PROBLEM.
Return each line in the entries below that contains the word "picture".

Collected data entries
++++++++++++++++++++

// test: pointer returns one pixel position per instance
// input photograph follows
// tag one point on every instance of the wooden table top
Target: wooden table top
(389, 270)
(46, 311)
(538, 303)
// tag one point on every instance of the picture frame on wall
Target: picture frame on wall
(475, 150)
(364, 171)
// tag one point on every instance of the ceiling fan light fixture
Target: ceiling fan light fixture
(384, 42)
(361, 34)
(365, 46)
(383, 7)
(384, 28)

++++++++++++++++++++

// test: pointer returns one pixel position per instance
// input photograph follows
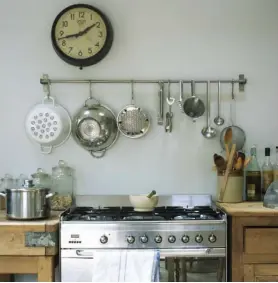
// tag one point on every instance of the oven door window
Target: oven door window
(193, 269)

++++++++++++++++++++

EXPECTED OUTPUT.
// tag one point on every instance of the picture frame on wall
Target: picture frame on wall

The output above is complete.